* Record extracts *
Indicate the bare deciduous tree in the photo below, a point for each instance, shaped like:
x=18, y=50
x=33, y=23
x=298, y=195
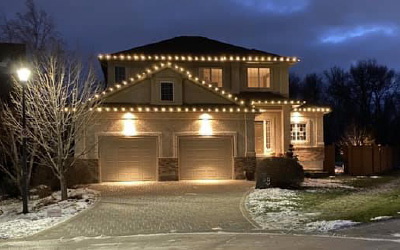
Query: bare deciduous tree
x=61, y=99
x=34, y=28
x=11, y=140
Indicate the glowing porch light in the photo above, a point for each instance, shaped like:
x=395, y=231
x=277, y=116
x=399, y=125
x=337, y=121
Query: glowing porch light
x=129, y=128
x=205, y=125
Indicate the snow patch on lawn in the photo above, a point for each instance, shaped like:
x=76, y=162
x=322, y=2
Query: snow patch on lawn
x=278, y=209
x=378, y=218
x=326, y=226
x=14, y=224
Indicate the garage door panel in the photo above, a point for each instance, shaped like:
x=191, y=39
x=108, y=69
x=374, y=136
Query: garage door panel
x=205, y=158
x=128, y=159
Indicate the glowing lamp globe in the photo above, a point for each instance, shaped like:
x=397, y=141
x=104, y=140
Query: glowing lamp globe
x=23, y=74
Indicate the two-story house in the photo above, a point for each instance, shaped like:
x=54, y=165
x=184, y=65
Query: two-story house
x=192, y=108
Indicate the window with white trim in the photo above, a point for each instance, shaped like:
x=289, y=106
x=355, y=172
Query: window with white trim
x=211, y=75
x=258, y=77
x=120, y=74
x=166, y=91
x=268, y=134
x=298, y=132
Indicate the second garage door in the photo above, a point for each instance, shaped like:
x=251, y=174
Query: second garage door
x=128, y=159
x=205, y=158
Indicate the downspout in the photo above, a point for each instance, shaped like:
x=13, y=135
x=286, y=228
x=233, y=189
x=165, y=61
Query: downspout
x=245, y=134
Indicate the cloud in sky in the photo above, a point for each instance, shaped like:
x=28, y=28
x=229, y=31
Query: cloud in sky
x=342, y=35
x=280, y=7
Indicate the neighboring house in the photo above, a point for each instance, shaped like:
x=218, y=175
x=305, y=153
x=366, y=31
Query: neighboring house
x=192, y=108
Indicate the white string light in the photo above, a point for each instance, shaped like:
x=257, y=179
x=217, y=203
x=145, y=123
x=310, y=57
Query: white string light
x=203, y=58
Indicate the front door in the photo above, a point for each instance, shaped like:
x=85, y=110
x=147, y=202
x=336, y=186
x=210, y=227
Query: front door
x=259, y=137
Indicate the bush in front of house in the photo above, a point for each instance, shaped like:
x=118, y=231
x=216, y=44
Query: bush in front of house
x=280, y=172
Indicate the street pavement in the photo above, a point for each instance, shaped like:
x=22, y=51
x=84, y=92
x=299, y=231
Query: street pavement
x=253, y=241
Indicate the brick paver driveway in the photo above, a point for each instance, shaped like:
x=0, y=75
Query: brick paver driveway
x=157, y=207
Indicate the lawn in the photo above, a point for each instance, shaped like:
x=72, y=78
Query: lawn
x=327, y=204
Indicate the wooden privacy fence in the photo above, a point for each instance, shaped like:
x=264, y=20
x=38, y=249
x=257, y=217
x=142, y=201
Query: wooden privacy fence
x=368, y=160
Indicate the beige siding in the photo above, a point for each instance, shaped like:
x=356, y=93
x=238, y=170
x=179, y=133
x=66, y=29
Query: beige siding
x=139, y=93
x=234, y=73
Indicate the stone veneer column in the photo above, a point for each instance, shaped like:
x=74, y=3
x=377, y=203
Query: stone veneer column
x=168, y=169
x=242, y=164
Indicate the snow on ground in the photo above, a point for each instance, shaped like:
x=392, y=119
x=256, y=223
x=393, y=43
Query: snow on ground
x=378, y=218
x=278, y=209
x=14, y=224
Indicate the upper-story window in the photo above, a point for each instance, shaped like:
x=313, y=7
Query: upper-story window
x=120, y=74
x=258, y=77
x=298, y=132
x=212, y=75
x=167, y=91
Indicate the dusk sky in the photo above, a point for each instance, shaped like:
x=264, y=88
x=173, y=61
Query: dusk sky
x=323, y=33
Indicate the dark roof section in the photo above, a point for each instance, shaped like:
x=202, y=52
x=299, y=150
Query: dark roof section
x=261, y=96
x=193, y=45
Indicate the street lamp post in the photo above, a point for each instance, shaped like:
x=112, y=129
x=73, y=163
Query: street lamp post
x=23, y=76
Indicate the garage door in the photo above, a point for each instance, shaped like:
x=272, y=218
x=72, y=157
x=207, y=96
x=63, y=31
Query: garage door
x=205, y=158
x=128, y=159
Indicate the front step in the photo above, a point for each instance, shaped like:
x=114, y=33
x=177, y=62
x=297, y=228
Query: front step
x=316, y=174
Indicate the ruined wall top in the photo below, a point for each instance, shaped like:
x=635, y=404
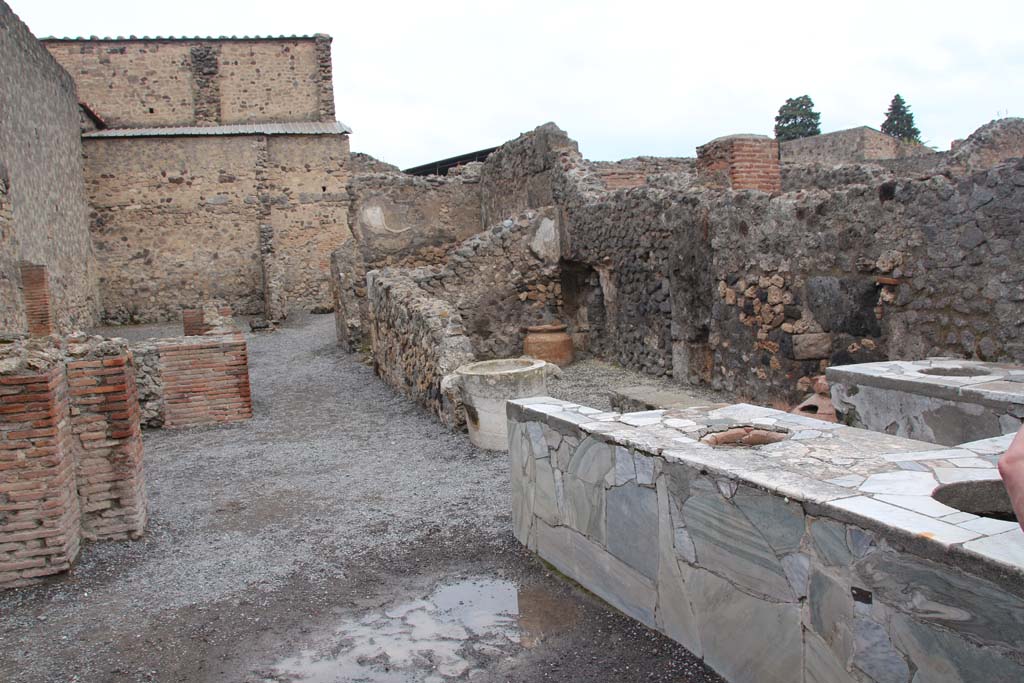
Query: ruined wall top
x=201, y=81
x=849, y=146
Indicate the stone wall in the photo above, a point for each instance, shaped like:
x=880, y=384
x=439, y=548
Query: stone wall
x=424, y=323
x=71, y=452
x=179, y=220
x=753, y=292
x=397, y=220
x=763, y=558
x=205, y=380
x=43, y=211
x=907, y=268
x=183, y=82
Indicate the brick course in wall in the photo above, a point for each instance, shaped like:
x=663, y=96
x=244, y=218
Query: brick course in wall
x=205, y=380
x=248, y=219
x=43, y=209
x=39, y=507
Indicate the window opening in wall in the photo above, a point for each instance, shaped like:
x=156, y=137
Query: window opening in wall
x=583, y=305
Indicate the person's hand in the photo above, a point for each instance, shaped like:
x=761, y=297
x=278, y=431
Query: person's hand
x=1012, y=471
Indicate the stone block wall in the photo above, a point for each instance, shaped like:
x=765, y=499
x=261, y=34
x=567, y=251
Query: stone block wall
x=740, y=162
x=205, y=380
x=753, y=293
x=43, y=210
x=36, y=292
x=765, y=575
x=185, y=82
x=249, y=219
x=308, y=204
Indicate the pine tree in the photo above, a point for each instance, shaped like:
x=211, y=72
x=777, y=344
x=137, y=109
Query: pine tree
x=899, y=122
x=797, y=118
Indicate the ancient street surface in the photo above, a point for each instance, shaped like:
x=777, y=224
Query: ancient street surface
x=342, y=535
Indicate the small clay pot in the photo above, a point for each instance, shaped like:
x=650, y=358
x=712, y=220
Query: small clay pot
x=549, y=342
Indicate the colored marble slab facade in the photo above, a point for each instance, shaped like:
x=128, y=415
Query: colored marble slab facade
x=940, y=400
x=774, y=546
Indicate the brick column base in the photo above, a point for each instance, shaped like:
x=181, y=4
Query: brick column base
x=39, y=508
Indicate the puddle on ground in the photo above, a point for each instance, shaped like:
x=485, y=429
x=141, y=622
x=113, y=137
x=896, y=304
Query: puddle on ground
x=450, y=634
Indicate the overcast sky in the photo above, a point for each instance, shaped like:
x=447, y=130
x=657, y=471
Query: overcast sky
x=420, y=81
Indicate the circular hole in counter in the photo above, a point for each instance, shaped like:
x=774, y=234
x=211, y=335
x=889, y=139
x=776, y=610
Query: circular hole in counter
x=955, y=371
x=985, y=499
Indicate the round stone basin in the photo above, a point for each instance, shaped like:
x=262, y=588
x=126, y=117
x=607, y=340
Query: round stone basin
x=985, y=499
x=487, y=385
x=501, y=367
x=955, y=371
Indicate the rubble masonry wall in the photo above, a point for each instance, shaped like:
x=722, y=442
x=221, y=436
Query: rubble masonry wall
x=177, y=221
x=185, y=82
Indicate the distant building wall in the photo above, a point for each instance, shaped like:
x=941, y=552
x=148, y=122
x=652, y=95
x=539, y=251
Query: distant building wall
x=398, y=219
x=43, y=212
x=182, y=219
x=183, y=82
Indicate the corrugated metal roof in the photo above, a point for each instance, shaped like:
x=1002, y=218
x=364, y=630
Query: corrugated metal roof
x=298, y=128
x=206, y=38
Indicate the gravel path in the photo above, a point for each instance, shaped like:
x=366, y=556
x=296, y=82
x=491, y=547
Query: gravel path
x=334, y=488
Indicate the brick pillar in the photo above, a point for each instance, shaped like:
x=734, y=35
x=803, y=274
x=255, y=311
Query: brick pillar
x=105, y=423
x=36, y=289
x=740, y=162
x=193, y=322
x=39, y=509
x=205, y=382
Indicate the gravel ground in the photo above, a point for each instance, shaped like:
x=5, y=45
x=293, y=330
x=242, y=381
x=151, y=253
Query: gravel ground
x=338, y=497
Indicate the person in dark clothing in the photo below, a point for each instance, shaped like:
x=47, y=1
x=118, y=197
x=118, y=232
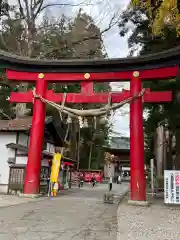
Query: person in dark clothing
x=81, y=181
x=110, y=183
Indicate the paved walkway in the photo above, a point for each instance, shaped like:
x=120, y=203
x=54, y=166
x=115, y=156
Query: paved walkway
x=157, y=222
x=75, y=215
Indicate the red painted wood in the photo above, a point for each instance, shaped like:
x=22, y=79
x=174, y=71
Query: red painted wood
x=138, y=182
x=151, y=97
x=161, y=73
x=31, y=184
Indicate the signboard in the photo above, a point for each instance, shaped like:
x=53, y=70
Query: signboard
x=172, y=187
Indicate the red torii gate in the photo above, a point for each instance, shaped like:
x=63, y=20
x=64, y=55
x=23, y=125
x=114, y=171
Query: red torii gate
x=87, y=95
x=161, y=66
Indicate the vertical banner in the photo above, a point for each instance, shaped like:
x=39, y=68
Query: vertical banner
x=56, y=163
x=171, y=187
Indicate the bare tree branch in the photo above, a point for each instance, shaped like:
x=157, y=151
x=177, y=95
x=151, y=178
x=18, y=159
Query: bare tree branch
x=82, y=4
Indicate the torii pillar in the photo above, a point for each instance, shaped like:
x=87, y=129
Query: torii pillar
x=87, y=95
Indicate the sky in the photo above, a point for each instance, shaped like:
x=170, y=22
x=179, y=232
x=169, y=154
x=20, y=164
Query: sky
x=116, y=47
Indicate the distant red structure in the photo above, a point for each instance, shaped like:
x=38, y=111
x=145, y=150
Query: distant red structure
x=135, y=70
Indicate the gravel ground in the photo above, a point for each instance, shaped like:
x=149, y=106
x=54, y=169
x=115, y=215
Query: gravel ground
x=76, y=214
x=157, y=221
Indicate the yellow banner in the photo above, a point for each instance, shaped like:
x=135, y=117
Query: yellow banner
x=56, y=163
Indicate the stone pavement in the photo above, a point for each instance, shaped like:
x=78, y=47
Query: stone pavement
x=156, y=222
x=76, y=214
x=9, y=200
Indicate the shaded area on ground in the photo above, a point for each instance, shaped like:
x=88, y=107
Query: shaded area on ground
x=79, y=214
x=157, y=221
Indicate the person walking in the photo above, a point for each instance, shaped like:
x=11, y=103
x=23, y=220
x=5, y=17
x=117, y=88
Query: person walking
x=93, y=181
x=110, y=183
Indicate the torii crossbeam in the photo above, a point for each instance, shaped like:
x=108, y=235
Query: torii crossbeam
x=154, y=67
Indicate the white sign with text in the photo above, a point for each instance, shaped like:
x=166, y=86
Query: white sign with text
x=171, y=187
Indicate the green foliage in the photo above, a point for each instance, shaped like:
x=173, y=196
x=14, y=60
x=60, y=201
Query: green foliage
x=62, y=38
x=143, y=36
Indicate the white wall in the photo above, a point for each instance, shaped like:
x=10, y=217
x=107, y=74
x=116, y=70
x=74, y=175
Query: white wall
x=5, y=153
x=50, y=147
x=23, y=139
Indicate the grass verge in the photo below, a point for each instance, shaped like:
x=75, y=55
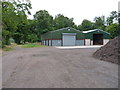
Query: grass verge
x=32, y=45
x=8, y=48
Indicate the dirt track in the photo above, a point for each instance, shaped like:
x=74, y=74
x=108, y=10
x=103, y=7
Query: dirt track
x=57, y=68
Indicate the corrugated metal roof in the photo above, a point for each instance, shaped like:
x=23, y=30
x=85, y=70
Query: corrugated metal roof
x=66, y=28
x=94, y=30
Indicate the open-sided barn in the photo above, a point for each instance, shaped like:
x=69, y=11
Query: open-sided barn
x=72, y=37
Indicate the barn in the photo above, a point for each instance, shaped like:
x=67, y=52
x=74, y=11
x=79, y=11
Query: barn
x=63, y=37
x=72, y=37
x=96, y=37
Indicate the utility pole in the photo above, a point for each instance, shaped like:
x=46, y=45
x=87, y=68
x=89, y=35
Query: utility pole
x=119, y=12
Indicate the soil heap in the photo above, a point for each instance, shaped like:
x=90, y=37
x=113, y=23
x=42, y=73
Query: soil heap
x=110, y=52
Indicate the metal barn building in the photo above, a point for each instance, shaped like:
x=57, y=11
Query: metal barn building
x=96, y=37
x=72, y=37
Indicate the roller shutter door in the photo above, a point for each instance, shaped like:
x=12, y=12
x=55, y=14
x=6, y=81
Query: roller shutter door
x=69, y=39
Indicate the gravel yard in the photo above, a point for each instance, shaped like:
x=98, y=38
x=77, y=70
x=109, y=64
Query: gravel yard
x=50, y=67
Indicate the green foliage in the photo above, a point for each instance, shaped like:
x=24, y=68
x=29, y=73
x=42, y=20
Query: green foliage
x=112, y=18
x=14, y=21
x=112, y=29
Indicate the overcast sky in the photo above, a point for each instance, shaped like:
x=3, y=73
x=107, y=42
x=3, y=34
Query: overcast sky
x=77, y=9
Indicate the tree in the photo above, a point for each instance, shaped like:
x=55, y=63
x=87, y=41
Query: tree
x=61, y=21
x=112, y=18
x=86, y=25
x=112, y=29
x=13, y=14
x=44, y=22
x=99, y=22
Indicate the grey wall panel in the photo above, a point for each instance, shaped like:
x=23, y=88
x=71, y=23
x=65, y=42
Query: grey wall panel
x=47, y=42
x=69, y=40
x=56, y=42
x=79, y=42
x=44, y=42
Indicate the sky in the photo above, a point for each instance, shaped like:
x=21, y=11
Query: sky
x=77, y=9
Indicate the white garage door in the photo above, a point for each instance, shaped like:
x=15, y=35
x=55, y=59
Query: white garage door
x=69, y=39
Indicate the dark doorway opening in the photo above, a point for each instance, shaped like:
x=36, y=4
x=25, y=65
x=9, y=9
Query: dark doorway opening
x=97, y=39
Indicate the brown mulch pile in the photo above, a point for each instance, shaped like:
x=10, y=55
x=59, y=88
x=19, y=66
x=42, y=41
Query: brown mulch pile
x=110, y=52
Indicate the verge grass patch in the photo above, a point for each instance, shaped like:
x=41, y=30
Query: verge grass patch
x=32, y=45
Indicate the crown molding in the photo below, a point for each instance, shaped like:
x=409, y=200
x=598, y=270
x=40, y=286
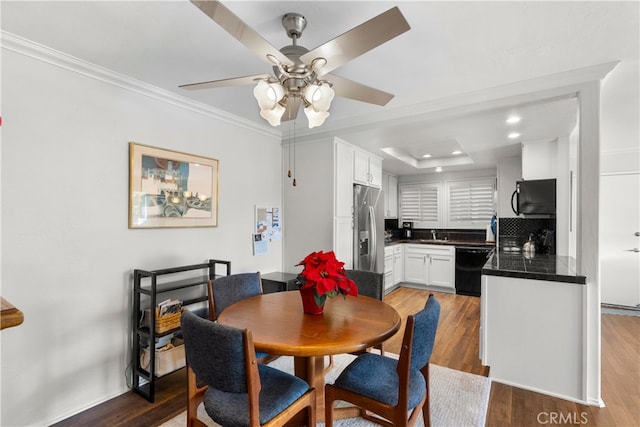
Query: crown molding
x=26, y=47
x=540, y=88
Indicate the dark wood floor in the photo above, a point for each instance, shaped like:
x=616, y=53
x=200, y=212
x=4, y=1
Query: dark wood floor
x=457, y=348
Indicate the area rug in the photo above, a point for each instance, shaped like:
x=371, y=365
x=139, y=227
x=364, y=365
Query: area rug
x=458, y=399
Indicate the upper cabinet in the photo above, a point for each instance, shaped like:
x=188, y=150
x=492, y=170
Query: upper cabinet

* Do this *
Print the material word for word, starting with its first line and going on through the line with "x=11, y=140", with both of those lines included. Leave the pictures out of your answer.

* Task solution *
Indicate the bare deciduous tree in the photo below, a point for each instance, shaped like:
x=18, y=50
x=33, y=23
x=298, y=195
Query: bare deciduous tree
x=61, y=99
x=34, y=28
x=11, y=140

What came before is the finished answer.